Problem: An exact transcription of the lines below, from the first through the one containing "Target: haze over sea", is the only output wanted.

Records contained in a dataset
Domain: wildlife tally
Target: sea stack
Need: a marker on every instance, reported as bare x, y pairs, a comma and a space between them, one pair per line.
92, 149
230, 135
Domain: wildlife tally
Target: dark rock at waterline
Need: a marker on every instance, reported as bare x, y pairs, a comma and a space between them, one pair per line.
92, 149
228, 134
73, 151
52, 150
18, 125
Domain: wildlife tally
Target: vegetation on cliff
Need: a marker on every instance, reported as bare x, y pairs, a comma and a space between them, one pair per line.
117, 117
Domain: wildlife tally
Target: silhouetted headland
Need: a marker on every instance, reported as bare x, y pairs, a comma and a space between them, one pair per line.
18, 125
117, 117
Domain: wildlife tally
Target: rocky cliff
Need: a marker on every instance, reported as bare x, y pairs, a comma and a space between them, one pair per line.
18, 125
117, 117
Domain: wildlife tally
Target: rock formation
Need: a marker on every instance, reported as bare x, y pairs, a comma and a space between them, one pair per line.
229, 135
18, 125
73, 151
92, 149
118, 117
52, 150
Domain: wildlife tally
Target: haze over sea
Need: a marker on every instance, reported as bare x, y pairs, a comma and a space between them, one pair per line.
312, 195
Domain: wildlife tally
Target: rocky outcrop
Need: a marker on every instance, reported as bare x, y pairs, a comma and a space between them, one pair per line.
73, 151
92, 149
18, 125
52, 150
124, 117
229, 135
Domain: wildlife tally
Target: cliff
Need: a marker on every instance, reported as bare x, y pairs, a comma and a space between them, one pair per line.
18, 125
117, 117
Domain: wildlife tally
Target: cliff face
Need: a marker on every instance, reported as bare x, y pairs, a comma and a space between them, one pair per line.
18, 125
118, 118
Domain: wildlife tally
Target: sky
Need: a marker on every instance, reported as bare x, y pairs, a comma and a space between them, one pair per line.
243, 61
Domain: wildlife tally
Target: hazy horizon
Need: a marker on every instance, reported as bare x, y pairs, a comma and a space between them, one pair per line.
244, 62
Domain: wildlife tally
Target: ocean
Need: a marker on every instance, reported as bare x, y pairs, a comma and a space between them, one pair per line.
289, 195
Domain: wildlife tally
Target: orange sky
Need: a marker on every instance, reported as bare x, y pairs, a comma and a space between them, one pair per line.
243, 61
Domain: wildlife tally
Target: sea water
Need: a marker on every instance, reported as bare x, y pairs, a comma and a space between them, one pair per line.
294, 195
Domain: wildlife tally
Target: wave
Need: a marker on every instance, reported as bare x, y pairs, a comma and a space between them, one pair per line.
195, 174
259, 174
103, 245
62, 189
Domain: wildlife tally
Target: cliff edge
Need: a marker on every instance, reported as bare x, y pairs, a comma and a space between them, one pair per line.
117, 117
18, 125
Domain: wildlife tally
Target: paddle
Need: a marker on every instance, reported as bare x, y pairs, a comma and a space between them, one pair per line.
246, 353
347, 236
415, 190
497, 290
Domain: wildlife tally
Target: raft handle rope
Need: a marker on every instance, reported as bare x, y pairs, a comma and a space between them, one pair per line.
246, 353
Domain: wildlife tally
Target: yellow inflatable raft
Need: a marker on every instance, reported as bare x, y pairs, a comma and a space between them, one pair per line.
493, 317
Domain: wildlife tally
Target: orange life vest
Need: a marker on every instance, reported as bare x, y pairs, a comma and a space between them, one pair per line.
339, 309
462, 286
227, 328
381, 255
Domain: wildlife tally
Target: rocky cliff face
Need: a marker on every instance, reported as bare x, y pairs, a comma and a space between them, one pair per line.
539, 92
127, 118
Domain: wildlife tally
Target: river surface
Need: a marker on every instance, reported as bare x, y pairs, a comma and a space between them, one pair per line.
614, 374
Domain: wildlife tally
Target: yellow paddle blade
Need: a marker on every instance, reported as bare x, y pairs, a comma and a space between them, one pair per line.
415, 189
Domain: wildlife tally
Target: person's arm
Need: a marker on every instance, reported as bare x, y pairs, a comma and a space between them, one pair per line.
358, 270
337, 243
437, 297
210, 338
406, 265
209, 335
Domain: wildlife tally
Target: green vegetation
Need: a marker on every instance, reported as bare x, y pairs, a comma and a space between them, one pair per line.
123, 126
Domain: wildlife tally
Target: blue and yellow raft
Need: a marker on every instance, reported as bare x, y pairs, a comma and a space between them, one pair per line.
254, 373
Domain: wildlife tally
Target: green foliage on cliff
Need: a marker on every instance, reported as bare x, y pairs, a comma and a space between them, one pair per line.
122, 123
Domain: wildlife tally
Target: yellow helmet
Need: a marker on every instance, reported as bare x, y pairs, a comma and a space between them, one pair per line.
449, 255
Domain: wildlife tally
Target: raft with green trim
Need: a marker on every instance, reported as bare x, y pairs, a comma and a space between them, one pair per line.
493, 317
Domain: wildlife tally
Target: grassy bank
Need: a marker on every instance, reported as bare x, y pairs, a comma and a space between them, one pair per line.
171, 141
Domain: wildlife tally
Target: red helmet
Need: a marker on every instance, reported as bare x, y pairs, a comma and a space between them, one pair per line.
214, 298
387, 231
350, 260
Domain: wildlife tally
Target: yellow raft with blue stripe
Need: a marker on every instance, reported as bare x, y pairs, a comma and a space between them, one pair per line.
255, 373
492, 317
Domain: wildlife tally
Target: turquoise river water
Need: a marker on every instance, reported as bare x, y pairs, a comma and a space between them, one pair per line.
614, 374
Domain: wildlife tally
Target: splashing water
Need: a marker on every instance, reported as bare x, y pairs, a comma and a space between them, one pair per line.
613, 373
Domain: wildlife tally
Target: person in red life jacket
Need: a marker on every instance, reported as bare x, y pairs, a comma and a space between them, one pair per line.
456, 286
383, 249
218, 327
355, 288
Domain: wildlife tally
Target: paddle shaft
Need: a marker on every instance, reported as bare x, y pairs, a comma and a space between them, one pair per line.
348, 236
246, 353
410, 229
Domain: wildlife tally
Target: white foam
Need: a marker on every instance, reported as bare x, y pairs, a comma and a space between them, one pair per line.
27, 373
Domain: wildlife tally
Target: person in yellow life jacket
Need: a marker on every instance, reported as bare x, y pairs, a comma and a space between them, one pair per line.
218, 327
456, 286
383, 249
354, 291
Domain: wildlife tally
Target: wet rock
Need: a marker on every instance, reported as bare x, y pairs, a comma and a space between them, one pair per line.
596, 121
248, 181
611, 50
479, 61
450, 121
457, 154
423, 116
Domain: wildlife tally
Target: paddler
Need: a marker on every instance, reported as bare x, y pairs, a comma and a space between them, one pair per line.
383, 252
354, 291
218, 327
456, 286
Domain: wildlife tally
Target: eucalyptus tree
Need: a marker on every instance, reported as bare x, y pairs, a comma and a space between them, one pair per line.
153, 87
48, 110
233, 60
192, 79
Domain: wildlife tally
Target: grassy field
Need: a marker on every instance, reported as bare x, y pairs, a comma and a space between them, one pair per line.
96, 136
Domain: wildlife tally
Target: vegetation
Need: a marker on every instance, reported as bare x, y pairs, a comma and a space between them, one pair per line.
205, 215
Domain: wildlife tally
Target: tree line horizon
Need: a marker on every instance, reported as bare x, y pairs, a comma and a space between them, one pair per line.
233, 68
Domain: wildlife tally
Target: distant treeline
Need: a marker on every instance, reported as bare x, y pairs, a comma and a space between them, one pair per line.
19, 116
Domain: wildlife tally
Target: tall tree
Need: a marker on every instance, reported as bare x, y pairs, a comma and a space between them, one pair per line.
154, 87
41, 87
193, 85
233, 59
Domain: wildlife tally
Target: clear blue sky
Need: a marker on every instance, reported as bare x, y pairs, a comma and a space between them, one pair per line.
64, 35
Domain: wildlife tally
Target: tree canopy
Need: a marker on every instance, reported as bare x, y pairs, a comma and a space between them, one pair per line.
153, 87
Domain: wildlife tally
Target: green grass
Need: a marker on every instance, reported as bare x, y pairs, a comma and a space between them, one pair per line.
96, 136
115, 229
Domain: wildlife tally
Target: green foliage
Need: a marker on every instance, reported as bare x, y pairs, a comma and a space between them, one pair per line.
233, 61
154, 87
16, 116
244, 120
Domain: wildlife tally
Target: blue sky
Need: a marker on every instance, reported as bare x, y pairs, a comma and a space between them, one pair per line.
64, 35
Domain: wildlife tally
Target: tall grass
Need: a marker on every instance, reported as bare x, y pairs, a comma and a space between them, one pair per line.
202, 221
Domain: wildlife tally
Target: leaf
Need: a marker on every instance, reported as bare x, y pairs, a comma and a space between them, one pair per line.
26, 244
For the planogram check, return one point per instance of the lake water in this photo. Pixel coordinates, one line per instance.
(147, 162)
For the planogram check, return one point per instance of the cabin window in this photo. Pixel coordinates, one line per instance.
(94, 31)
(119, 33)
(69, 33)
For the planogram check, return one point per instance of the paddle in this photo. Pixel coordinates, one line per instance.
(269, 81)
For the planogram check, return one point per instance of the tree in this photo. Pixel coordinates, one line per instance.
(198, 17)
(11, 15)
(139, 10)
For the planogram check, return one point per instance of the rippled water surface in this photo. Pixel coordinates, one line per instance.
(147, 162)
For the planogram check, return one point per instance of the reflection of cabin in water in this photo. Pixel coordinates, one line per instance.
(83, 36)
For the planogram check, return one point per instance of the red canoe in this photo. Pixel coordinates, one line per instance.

Exercise answer:
Domain: wildlife tally
Target: sea stack
Need: a marker on every instance, reported as bare x, y pairs, a comma and a space between them, one pair per line.
92, 149
230, 135
Domain: wildlife tally
Target: dark rock at waterline
Need: a marker on every instance, reported as bare x, y pairs, a comma and a space between them, one pair per line.
92, 149
228, 134
73, 151
52, 150
18, 125
Domain: wildlife tally
Target: vegetation on cliff
Need: a marker on every instance, reported as bare x, y pairs, a comma and a space between them, one pair per line.
117, 117
Domain: wildlife tally
Target: silhouetted headland
Need: a marker on every instance, reported as bare x, y pairs, a comma and a space between them, one pair per line.
18, 125
117, 117
Domain: wildlife tally
Target: rocky cliff
Need: a marker on every instance, reported as bare x, y pairs, a comma and a space between them, one pair per line.
18, 125
117, 117
Domain: wildlife tally
Target: rock formation
Need: a marker on every instance, reported as bare x, y pairs, a comma and a space between them, one pair per line.
229, 135
18, 125
73, 151
92, 149
118, 117
52, 150
Domain: wildlife tally
Target: haze over sea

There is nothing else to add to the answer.